▸ **Tarea propuesta 1**:
Responde, con datos del extracto sobre el Levante:
(a) ¿Después de qué invasiones militares de Estados Unidos surgió el Estado Islámico?
(b) ¿Qué recursos del subsuelo convierten al Oriente Medio en zona de sangre?
(c) ¿Frente a qué países sirve de muro de contención el arco militar del Pentágono y la OTAN?
▸ **Tarea propuesta 2**:
Según el extracto sobre el Levante, ¿por qué es casi imposible desactivar la bomba de fragmentación de intereses que cuelga sobre el planeta? Responde en una a tres oraciones.
▸ **Tarea propuesta 3**:
Escribe cómo sigue el extracto sobre el Levante, a partir de su última oración.
== Extracto seleccionado
Pero, ¿quién se atreve a declarar el Levante zona de paz? Nadie. Los intereses que allí convergen desde los cuatro puntos cardinales son una gigantesca bomba de fragmentación que cuelga sobre el planeta casi imposible de desactivar porque implica el sacrificio de la renunciación, una penitencia que no está en el evangelio de las transnacionales del petróleo.
El Levante es ahora zona de sangre, y no por la presencia de un pretendido Estado Islámico (EI) fabricado como Frankenstein en algún oscuro laboratorio sin rostro ni huellas dactilares, que surgió como arte de magia después de las invasiones militares de Estados Unidos a Irak y Afganistán, y mucho después de Bin Laden o Al Qaeda y la Hermandad Musulmana, o de Al Nusra.
Lo grave es que Daesh ya se ha inscrito en los libros de bautizo con nombre y apellido, tiene rostro, sede y capital, un líder público, una mesnada venal con la cual airea monumentales pretensiones territoriales, actúa como aglutinador del mundo musulmán yihadista más tenebroso y conservador, y es apoyado incluso por algunos que proclaman que lo combaten.
Levante tampoco es zona de sangre porque se le atribuya ser la madre del terrorismo, o porque la necesidad del espacio vitae justifique a los ojos de algunos las matanzas de palestinos, y organizaciones internacionales y grandes metrópolis hagan mutis por el foro cuando se exige la retirada de Israel de los territorios árabes ocupados y el cese de su colonización.
Nada de eso: el Oriente Medio es zona de sangre por la presencia de gas y petróleo en su subsuelo, y la posición estratégica que ocupa para la distribución y comercialización hacia Europa y el resto del mundo mediante oleoductos, gasoductos y tanqueros, y ello explica las desgracias de Irak, de Libia, las amenazas a Irán o la devastación de Siria, e incluso el propio drama territorial kurdo y su eterna diáspora y divisiones seculares.
Adicionalmente está en el arco militar trazado por la estrategia del Pentágono y la OTAN como un muro de contención de la República Popular China y Rusia.
Evidentemente el Daesh, Estado o Emirato Islámico, como también se le dice, fue una entelequia sin ningún tipo de estructura como tal, que evoluciona hacia formas superiores de organización y mando mediante la violencia criminal y el temor terrorista. En el caso específico de Siria se ha aprovechado de la ambición occidental de hostigar hasta eliminar al gobierno de Bashar al-Assad lo cual explica la necesidad de mantener una presencia militar norteamericana y europea para sostener la ocupación de Occidente en la región con apoyo de Israel.
====
== Datos proporcionados
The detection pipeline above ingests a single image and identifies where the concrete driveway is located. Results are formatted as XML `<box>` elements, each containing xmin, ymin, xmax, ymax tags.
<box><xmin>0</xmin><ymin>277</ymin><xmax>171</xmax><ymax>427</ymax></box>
====
▸ **Resultado del ejercicio 1**:
(a) Las de Irak y Afganistán.
(b) El gas y el petróleo.
(c) La República Popular China y Rusia.

▸ **Resultado del ejercicio 2**:
Porque desactivarla implica el sacrificio de la renunciación a los intereses que convergen allí desde los cuatro puntos cardinales. Esa penitencia no está en el evangelio de las transnacionales del petróleo.

▸ **Resultado del ejercicio 3**:
No son pocos los que creen que había un propósito no tan oculto de balcanizar a Siria y crear un Estado tapón artificial en la zona norte, con la utilización de facciones kurdas, para dejar al gobierno de Bashar al Assad en la inopia y listo para ser sustituido por un régimen de la Hermandad Musulmana o cualquier otro grupo afín a Occidente.
Por suerte, ha sido una tarea casi irrealizable por el obstáculo que significa la presencia rusa en los campos de batalla, y porque Israel difícilmente podría zanjar las profundas divergencias entre el régimen del Kurdistán iraquí que preside Masud Barzani y apoya Tel Aviv, y las facciones kurdas turcas adversarias de este y de Israel.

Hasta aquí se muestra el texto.